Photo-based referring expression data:
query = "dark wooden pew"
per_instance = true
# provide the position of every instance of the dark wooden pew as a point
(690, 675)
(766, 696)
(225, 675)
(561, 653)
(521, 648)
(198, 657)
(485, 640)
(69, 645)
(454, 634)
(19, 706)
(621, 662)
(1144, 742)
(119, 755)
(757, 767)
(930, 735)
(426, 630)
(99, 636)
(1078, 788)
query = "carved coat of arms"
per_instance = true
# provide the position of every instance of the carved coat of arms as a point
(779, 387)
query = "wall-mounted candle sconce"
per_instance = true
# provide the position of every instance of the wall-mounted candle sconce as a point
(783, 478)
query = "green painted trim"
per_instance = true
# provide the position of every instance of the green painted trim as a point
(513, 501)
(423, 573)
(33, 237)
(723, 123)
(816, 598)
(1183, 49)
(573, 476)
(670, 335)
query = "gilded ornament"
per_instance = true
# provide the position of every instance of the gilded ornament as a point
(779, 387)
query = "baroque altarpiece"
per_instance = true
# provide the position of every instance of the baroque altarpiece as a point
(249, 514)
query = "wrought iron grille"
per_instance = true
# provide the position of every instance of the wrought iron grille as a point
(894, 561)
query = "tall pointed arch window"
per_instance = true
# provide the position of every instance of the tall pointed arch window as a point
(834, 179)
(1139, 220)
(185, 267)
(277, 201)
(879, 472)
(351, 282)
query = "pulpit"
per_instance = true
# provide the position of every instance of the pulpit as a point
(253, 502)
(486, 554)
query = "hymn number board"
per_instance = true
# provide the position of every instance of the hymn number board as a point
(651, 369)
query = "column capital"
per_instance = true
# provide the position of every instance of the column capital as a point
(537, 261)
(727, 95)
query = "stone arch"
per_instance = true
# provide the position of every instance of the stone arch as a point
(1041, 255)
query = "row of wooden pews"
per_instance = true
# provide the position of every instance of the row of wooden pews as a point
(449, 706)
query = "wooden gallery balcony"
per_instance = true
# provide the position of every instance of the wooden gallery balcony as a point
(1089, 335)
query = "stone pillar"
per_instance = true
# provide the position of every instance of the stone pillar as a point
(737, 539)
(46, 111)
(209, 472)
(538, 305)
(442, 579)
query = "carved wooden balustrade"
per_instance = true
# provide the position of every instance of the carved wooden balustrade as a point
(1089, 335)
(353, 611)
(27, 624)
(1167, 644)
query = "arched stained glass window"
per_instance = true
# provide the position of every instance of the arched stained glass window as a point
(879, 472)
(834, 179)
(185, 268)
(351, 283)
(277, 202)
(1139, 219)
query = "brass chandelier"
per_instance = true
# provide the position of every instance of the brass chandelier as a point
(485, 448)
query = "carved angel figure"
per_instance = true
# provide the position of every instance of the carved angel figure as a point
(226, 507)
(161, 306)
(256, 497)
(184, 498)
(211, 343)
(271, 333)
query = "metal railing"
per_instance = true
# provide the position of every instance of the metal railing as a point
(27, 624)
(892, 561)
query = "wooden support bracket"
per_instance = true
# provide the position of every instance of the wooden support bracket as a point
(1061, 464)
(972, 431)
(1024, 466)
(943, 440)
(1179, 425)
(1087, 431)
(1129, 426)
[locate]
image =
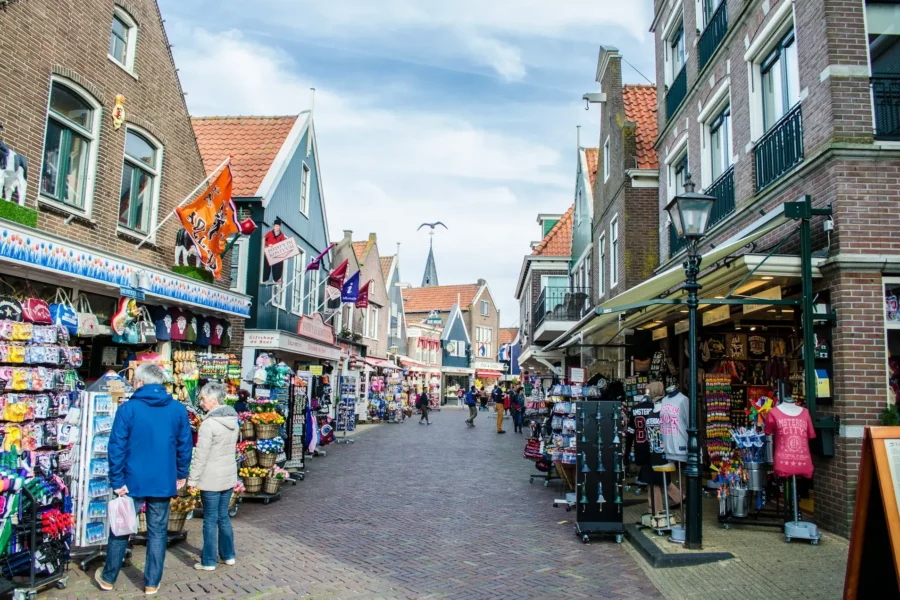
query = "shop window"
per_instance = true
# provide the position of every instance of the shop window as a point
(70, 149)
(139, 193)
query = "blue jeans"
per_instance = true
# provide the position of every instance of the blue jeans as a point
(157, 539)
(217, 530)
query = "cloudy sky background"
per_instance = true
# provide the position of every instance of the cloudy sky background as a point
(462, 111)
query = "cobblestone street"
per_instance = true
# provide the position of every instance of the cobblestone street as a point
(406, 512)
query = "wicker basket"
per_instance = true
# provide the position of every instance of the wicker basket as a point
(253, 484)
(272, 485)
(266, 431)
(176, 521)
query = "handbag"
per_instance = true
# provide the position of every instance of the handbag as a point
(88, 325)
(63, 313)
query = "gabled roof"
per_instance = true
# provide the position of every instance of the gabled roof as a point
(558, 242)
(640, 108)
(438, 297)
(252, 142)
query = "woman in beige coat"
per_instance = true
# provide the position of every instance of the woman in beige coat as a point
(214, 472)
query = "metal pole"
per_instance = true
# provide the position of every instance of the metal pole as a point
(694, 527)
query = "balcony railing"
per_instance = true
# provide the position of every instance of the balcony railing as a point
(713, 35)
(561, 304)
(677, 92)
(886, 96)
(780, 149)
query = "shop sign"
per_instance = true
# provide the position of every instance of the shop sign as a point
(280, 252)
(770, 294)
(314, 327)
(717, 315)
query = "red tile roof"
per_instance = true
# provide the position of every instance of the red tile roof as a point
(252, 142)
(640, 108)
(558, 242)
(591, 155)
(439, 297)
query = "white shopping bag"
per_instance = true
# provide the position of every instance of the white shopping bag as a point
(122, 519)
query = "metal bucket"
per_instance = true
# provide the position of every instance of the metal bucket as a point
(740, 502)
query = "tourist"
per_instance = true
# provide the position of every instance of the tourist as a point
(214, 473)
(149, 456)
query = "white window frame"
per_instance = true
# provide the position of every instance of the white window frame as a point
(614, 251)
(157, 183)
(304, 190)
(130, 43)
(93, 136)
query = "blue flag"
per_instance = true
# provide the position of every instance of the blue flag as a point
(350, 291)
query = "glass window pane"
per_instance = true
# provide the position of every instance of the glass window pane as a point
(140, 149)
(70, 106)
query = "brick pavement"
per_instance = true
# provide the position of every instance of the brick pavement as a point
(407, 512)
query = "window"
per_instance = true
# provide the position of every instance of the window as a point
(606, 159)
(780, 80)
(601, 264)
(721, 157)
(123, 39)
(69, 148)
(304, 190)
(614, 252)
(297, 285)
(139, 194)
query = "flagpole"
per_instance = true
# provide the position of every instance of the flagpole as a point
(180, 204)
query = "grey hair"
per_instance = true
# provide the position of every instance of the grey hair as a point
(214, 390)
(149, 373)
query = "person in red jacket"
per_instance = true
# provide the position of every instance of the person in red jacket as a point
(272, 238)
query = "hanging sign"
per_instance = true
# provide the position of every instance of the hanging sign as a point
(717, 315)
(771, 294)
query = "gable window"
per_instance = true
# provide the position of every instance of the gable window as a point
(139, 192)
(123, 39)
(614, 251)
(70, 152)
(304, 190)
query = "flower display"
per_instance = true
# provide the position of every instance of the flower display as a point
(273, 446)
(267, 418)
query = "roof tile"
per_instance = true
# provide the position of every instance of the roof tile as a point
(252, 142)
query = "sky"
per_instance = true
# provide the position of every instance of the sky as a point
(459, 111)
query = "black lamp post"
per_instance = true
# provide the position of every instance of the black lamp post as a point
(689, 213)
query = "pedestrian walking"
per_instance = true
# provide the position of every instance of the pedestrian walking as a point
(472, 403)
(214, 473)
(149, 456)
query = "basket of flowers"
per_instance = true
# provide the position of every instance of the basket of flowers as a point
(246, 453)
(274, 479)
(266, 424)
(253, 478)
(268, 450)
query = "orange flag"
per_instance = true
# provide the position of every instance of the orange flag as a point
(210, 220)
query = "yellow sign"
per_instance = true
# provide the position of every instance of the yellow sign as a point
(770, 294)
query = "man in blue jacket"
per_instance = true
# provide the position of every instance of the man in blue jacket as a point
(149, 454)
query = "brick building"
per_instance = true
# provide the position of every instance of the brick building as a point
(96, 184)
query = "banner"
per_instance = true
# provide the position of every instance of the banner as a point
(211, 220)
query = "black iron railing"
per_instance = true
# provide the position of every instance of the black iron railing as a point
(886, 97)
(780, 149)
(561, 304)
(677, 92)
(713, 35)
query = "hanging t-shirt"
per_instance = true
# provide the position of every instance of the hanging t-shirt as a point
(674, 417)
(792, 435)
(637, 430)
(163, 322)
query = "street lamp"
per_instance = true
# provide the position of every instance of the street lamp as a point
(689, 213)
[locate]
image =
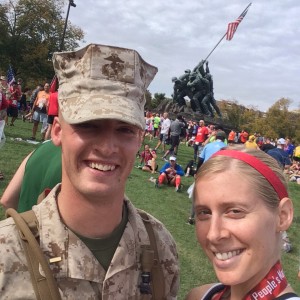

[Problem]:
Each of the entries above must be output exactly, with none of the pictures.

[Solution]:
query = "dark wooden pew"
per_instance = true
# provide the position of every instance of the dark wooden pew as a point
(690, 675)
(766, 696)
(225, 675)
(561, 653)
(521, 648)
(198, 657)
(485, 640)
(69, 645)
(454, 634)
(19, 706)
(621, 662)
(1144, 742)
(119, 755)
(757, 767)
(930, 735)
(426, 630)
(99, 636)
(1078, 788)
query = "carved coat of arms"
per_instance = true
# provide the position of every instance of the carved coat of arms as a point
(779, 387)
query = "wall-mounted candle sconce"
per_instance = true
# provide the position of every instance of the wall-mounted candle sconce as a point
(783, 478)
query = "green painted trim"
per_instance = true
# provide the position of every instance of the green painted trim as a point
(513, 501)
(423, 573)
(33, 237)
(723, 123)
(816, 598)
(1183, 49)
(573, 476)
(670, 335)
query = "gilded ornament"
per_instance = true
# provide the position of every instance of the gilded ornament as a point
(779, 387)
query = "baroque altarpiece"
per_instance = true
# provide the position of every instance of the baroque altarpiece as a point
(249, 514)
query = "wrought iron grille"
per_instance = true
# provide the position of every instance of the wrought iron grille as a point
(894, 561)
query = "tall pointed arch window"
per_instance = true
# provide the position of every instance of the tall pointed arch window as a point
(834, 179)
(1139, 220)
(185, 267)
(277, 201)
(879, 472)
(351, 282)
query = "pulpit"
per_instance = true
# provide the position of every instance of the pulpit as a point
(253, 502)
(486, 554)
query = "hymn number board"
per_instance = true
# provide the position of every instance of the hymn number board as a point
(651, 369)
query = "column capital"
per_instance = true
# provide the position of every instance of the column capital as a point
(537, 261)
(727, 95)
query = "stone arch"
per_instance = true
# provide the position of every instance of the stone arch as a point
(1041, 255)
query = "row of wooden pews"
per_instance = true
# provide the position of every instance of the row of wooden pews as a point
(449, 706)
query = "wooden gallery balcony"
per_instance = true
# provide the position of every instance of the wooden gallery balcony as a point
(1089, 335)
query = "stone pillar"
per_instance = true
# provide the position of every instance of the stone pillar as a point
(737, 539)
(46, 111)
(209, 472)
(538, 305)
(442, 579)
query = "carved wooden balustrade"
per_instance = true
# provide the position of every instance of the carved wooden balustrade as a point
(1089, 335)
(353, 611)
(27, 624)
(1167, 644)
query = "arched stained glass window"
per_instance = true
# provide the position of every instance of the arched stained glass window as a point
(879, 472)
(834, 179)
(185, 268)
(351, 283)
(277, 202)
(1139, 219)
query = "brass chandelier"
per_instance = true
# provide the position of every instance of the brass chandelier as a point
(485, 448)
query = "carved angel figure"
per_instance = true
# provide the position of every instance of the carved angel figure as a point
(226, 507)
(161, 306)
(256, 497)
(184, 498)
(211, 343)
(271, 333)
query = "metal railing"
per_instance = true
# provide the position of every instance of the metal railing as a point
(27, 624)
(892, 561)
query = "wooden support bracket"
per_instance = true
# provide the position of every instance of the wooden support bracket as a point
(1061, 464)
(972, 431)
(1024, 466)
(943, 440)
(1179, 425)
(1087, 431)
(1129, 426)
[locate]
image =
query = "shop window"
per_instance = true
# provide the position of every instance of the shop window as a point
(70, 149)
(139, 193)
query = "blue jeans"
per_instance = true
# provide the position of every instance of the blue jeans as a point
(157, 539)
(217, 530)
query = "cloudy sky background"
per_instance = true
# provide the position of every instance of the cloudy sky background as a point
(462, 111)
query = "cobblestone street"
per_instance = true
# provide the position of every instance of the cobblestone street as a point
(406, 512)
query = "wicker basket"
per_instance = true
# provide the position of every instance of the wicker basket as a point
(253, 484)
(272, 485)
(266, 431)
(176, 521)
query = "handbag"
per_instance = true
# provide the position of every instance of the handbag as a point
(88, 325)
(63, 313)
query = "gabled roof"
per_instance = true
# provide the position of every instance of the gabled roof as a point
(558, 242)
(640, 108)
(438, 297)
(252, 142)
query = "woman in beige coat"
per_instance = true
# provide the position of every instance of the woman in beige coat as a point
(214, 472)
query = "metal pole"
per_instance = true
# provide the position of every instance of the metal pole as a point
(694, 527)
query = "balcony railing"
per_instance = true
# provide the position of every instance of the balcony railing as a point
(713, 35)
(561, 304)
(677, 92)
(886, 96)
(780, 149)
query = "shop sign"
per_instance = true
# provide the position of every instance of the shop sign as a point
(280, 252)
(770, 294)
(314, 327)
(717, 315)
query = "red tile roof"
per_instance = true
# provide the position of every instance of the red tile roof as a point
(252, 142)
(640, 108)
(558, 242)
(591, 155)
(439, 297)
query = "white shopping bag"
per_instance = true
# provide the position of every instance of the white shopping bag as a point
(122, 519)
query = "metal bucket"
per_instance = true
# provide the position of every instance of the metal bucket as a point
(740, 502)
query = "tourist"
per_instance = true
# provide the position of every instance of the tourist as a point
(214, 473)
(149, 456)
query = "white window frame"
per_instance = true
# provide the position of every instance of the white window frame as a point
(614, 251)
(157, 183)
(304, 190)
(130, 43)
(93, 136)
query = "blue flag"
per_instance = true
# provide the position of every instance of the blue flag as a point
(350, 291)
query = "glass window pane"
per_instance = true
# provide the position of every instance of the glass window pane as a point
(140, 149)
(70, 106)
query = "brick pavement"
per_instance = true
# provide the position of every instance of the brick pavement as a point
(407, 512)
query = "window"
per_instance = true
# provide the position of every instance of the window as a point
(606, 159)
(780, 80)
(601, 264)
(721, 157)
(123, 39)
(69, 148)
(304, 190)
(614, 252)
(297, 285)
(139, 194)
query = "flagpole"
per_instance = true
# provide the position of every instance of the flagpole as a point
(180, 204)
query = "grey hair"
per_instance = true
# provide the position of every instance of the grey hair as a point
(214, 390)
(149, 373)
query = "person in red jacket"
per_instance = true
# provide the position of every instance of the person in red jacket as a point
(272, 238)
query = "hanging sign"
per_instance = true
# provide the position of every instance of the hanging sign as a point
(717, 315)
(771, 294)
query = "gable window"
per_instance = true
# provide the position of every instance of the gable window as a point
(139, 192)
(123, 39)
(614, 251)
(70, 152)
(304, 190)
query = "flower display"
per_instance = true
# provide the position of every instance of the flower display as a point
(273, 446)
(267, 418)
query = "roof tile"
per_instance = true
# provide the position of every instance of the roof tile as a point
(252, 142)
query = "sky"
per_instance = true
# provide the position of every instance of the sky as a point
(459, 111)
query = "black lamp post"
per_instance = true
# provide the position of every instance of the black lamp post as a point
(689, 213)
query = "pedestrian walking"
per_instance = true
# provide the position of every instance of the pedestrian walking as a point
(472, 403)
(214, 473)
(149, 456)
query = "basket of flowers"
per_instance = true
# provide the position of every instance of the basket of flowers as a point
(246, 453)
(274, 479)
(266, 424)
(253, 478)
(268, 450)
query = "orange flag"
per_instance = true
# provide the position of every instance of the orange flag as a point
(210, 220)
query = "yellow sign"
per_instance = true
# provide the position of every instance of the yellow sign as a point
(770, 294)
query = "man in blue jacket"
per_instance = true
# provide the position of every instance of the man in blue jacket as a point
(149, 454)
query = "brick building"
per_instance = true
# provide the position of every instance of the brick building as a point
(96, 184)
query = "banner"
per_instance = true
# provide the position of every instance of the banner as a point
(211, 220)
query = "black iron railing"
per_instance = true
# provide the position of every instance of the black iron railing as a point
(886, 97)
(780, 149)
(561, 304)
(677, 92)
(713, 35)
query = "hanging t-shirt"
per_instance = true
# provide the position of every instance of the hanging t-shirt as a point
(674, 417)
(792, 435)
(637, 430)
(163, 322)
query = "street lamp"
per_instance = true
# provide the position of every instance of the street lamp as a point
(689, 213)
[locate]
image =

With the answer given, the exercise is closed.